Reproduce each of the following rows verbatim.
**** RECORDS SHOWN ****
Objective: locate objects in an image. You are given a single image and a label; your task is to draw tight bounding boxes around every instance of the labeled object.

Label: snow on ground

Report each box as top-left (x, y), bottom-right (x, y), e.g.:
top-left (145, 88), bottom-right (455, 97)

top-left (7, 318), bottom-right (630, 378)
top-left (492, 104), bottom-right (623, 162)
****
» **FINAL RESULT**
Objective: locate objects in an image. You are given a single image and a label; your task is to draw tight bounding boxes around every instance of the labeled object.

Label: snow on ground

Report each box as top-left (x, y), bottom-right (x, y), e.g.:
top-left (145, 88), bottom-right (455, 97)

top-left (7, 318), bottom-right (630, 378)
top-left (492, 104), bottom-right (623, 162)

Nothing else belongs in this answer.